_Aim of the exercise_: Copy the material below word for word, starting from its first line and ending with the line that contains "point(233, 78)", including that line.

_Information given_:

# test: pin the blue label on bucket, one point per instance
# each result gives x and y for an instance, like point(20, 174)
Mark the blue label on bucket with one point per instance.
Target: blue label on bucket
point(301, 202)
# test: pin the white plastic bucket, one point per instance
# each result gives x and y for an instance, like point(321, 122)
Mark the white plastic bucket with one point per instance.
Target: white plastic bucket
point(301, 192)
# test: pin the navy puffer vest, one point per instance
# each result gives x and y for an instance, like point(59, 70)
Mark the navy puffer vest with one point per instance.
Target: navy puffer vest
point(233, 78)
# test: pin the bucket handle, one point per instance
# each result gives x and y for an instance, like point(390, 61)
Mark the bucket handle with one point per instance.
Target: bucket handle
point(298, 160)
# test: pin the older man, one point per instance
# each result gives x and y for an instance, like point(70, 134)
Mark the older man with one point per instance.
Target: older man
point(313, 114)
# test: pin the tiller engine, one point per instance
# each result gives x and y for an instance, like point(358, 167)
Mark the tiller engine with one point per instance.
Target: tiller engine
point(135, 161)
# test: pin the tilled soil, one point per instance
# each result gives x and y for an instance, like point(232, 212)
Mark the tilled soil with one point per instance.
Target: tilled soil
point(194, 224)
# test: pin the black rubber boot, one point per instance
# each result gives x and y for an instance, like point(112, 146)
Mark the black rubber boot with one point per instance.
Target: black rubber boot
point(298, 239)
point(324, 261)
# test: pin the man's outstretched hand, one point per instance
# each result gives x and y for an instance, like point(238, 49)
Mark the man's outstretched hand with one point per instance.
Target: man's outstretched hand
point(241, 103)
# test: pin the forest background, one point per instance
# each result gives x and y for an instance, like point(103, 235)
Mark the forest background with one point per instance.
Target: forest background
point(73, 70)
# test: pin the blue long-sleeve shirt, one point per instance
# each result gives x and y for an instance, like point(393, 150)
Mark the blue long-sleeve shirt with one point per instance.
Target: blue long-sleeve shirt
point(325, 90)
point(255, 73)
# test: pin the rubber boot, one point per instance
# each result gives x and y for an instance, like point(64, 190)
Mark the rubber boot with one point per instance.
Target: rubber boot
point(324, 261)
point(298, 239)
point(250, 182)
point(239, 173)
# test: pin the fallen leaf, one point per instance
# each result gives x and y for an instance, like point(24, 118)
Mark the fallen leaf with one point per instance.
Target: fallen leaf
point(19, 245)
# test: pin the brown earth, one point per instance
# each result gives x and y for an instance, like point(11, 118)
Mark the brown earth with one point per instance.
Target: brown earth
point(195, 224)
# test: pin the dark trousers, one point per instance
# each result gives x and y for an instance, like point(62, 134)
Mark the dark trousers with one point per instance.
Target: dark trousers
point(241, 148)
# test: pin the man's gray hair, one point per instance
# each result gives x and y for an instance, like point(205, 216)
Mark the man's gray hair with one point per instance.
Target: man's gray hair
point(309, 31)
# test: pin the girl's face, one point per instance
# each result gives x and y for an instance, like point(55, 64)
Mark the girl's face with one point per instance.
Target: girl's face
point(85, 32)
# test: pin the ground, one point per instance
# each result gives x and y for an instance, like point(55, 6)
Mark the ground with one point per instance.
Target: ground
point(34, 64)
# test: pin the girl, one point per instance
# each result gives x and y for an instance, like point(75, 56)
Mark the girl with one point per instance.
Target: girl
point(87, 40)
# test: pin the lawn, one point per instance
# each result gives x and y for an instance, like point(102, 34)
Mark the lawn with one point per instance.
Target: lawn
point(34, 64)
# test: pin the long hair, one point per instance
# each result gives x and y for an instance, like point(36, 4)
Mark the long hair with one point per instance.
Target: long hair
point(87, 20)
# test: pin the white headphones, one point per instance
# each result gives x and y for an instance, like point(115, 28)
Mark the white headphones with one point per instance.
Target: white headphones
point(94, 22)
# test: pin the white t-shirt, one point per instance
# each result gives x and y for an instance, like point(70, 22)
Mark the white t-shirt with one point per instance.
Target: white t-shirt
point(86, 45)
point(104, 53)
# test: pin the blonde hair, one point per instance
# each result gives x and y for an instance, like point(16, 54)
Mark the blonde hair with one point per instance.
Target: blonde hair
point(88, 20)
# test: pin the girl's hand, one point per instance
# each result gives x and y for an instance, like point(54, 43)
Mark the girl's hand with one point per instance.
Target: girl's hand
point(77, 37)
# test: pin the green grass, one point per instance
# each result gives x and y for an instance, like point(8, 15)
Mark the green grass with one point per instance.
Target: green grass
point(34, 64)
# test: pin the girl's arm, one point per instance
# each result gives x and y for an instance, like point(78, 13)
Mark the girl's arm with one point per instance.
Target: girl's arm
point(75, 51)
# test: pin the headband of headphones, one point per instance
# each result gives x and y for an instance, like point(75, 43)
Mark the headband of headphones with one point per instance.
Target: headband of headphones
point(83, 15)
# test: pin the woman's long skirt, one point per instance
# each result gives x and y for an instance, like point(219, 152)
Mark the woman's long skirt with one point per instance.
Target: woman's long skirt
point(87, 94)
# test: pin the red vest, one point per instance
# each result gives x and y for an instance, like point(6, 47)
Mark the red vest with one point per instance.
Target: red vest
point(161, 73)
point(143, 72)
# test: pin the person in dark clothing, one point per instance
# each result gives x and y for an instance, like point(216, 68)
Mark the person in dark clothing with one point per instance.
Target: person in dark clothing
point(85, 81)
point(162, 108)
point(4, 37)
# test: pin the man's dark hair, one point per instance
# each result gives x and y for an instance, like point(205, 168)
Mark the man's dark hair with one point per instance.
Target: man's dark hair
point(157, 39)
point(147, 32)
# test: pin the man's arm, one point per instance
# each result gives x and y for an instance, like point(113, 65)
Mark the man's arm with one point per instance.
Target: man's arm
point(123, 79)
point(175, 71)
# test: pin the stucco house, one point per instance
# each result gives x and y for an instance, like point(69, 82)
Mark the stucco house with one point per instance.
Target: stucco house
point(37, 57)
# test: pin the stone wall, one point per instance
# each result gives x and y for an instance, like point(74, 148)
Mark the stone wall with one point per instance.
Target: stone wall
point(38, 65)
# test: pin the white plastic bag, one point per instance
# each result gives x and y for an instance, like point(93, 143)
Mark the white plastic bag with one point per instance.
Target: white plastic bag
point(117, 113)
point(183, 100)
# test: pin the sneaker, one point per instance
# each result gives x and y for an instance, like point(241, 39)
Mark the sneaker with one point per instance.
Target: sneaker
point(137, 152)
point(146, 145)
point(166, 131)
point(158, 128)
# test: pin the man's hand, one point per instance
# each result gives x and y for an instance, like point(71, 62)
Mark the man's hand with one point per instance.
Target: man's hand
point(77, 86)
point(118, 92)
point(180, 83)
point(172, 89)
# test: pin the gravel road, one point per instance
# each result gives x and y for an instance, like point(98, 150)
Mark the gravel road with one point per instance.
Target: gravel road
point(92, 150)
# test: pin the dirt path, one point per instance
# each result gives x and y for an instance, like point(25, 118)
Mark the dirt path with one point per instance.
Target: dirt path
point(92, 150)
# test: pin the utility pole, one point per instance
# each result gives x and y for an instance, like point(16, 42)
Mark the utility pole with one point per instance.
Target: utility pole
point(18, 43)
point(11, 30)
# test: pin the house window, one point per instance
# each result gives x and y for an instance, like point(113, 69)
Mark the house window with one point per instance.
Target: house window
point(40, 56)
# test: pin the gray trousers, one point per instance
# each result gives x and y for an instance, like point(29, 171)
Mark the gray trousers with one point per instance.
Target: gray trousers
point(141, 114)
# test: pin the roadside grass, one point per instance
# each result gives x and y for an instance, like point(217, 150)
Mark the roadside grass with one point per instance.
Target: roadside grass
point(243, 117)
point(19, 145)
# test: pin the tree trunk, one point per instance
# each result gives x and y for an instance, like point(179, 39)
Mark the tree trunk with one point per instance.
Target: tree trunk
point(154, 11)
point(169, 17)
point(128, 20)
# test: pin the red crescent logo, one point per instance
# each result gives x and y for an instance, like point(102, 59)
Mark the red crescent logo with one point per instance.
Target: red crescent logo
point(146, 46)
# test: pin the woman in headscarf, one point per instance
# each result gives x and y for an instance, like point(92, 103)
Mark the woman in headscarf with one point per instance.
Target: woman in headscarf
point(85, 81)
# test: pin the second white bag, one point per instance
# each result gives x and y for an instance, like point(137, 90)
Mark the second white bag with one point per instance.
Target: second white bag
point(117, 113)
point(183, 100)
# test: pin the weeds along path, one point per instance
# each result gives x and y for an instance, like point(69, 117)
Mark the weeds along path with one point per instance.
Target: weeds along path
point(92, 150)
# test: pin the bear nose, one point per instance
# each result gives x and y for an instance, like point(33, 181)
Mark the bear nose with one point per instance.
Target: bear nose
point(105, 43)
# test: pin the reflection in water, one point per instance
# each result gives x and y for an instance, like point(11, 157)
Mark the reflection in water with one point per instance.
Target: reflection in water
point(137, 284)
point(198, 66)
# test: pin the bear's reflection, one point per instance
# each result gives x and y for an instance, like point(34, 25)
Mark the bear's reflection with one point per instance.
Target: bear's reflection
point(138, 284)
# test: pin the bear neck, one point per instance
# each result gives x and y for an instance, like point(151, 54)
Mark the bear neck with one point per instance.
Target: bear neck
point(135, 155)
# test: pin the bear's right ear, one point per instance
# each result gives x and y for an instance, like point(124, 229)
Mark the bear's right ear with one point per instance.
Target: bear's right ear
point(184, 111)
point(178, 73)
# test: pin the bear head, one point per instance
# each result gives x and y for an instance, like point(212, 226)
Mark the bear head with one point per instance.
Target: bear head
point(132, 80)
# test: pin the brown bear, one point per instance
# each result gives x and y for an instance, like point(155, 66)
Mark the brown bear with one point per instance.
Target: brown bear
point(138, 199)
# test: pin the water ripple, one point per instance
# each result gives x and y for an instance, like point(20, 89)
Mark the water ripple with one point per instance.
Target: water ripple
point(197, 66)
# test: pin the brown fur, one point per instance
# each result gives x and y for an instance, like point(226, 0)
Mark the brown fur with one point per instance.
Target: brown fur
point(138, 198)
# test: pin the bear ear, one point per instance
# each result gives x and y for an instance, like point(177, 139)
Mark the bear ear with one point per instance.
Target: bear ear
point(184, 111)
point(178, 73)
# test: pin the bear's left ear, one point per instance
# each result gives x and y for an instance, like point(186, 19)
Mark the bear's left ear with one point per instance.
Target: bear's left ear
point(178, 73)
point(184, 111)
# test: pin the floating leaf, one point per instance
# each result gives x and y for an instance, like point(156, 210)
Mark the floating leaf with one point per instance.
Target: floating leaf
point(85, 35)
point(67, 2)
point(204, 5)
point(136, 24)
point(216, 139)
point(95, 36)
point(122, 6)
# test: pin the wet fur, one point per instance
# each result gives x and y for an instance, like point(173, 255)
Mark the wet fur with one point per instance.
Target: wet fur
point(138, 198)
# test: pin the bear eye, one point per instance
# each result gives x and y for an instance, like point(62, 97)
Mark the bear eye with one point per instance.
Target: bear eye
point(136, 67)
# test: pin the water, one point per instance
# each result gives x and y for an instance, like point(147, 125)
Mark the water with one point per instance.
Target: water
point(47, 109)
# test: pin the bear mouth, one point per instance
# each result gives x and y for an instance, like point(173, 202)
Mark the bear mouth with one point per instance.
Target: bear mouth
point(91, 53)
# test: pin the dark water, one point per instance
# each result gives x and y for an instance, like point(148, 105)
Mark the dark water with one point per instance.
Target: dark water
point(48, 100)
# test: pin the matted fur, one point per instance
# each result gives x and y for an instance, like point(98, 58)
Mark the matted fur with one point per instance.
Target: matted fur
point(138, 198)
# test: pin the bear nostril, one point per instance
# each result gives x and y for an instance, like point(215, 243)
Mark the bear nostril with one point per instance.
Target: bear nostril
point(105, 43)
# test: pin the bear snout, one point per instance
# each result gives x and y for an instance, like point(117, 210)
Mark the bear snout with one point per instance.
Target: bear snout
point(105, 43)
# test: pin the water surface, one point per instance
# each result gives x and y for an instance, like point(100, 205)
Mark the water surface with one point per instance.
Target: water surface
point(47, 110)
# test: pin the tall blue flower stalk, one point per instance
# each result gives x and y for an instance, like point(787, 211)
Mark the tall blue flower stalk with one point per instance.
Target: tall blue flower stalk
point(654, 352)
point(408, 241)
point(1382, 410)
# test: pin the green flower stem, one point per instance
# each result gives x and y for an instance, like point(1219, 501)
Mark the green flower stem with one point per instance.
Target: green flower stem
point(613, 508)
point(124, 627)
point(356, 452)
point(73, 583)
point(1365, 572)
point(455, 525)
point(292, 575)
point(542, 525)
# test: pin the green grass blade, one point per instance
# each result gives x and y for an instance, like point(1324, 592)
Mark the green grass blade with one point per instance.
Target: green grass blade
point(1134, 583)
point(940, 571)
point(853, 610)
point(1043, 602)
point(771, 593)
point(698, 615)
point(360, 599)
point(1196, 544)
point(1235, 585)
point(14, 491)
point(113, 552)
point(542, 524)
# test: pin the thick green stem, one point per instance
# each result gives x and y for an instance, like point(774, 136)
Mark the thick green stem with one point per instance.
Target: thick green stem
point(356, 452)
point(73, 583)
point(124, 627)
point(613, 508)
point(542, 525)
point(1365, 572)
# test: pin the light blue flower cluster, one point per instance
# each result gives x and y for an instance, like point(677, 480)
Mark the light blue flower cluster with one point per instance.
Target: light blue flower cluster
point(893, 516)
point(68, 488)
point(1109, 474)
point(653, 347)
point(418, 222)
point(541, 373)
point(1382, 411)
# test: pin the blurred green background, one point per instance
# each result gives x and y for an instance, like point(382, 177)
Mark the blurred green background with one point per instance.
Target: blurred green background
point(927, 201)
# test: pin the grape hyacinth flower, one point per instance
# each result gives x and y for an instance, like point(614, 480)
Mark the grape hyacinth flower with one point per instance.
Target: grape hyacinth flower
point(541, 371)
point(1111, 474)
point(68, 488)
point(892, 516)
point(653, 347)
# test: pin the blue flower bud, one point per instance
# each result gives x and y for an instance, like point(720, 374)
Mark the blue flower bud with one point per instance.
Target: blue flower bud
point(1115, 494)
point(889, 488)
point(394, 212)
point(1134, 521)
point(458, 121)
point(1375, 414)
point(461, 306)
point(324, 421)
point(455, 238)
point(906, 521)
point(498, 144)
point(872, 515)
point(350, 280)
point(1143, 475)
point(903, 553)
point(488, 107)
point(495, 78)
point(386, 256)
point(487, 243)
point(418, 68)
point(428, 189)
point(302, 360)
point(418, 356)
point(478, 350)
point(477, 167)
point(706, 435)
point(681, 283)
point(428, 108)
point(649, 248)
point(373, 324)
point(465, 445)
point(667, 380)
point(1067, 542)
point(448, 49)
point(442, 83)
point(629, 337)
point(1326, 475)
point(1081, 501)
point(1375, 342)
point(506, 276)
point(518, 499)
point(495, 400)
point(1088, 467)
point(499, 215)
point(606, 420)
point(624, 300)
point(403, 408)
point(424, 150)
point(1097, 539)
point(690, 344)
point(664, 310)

_Written response_:
# test: pin the blue label on bucket, one point per instance
# each result gives x and y for an instance, like point(20, 174)
Mark the blue label on bucket with one point per instance.
Target: blue label on bucket
point(301, 202)
# test: pin the white plastic bucket, one point per instance
# each result gives x and y for an instance, like point(321, 122)
Mark the white plastic bucket with one point per instance.
Target: white plastic bucket
point(301, 192)
# test: pin the navy puffer vest, one point per instance
# each result gives x and y for an instance, like point(59, 70)
Mark the navy puffer vest with one point per instance.
Target: navy puffer vest
point(233, 78)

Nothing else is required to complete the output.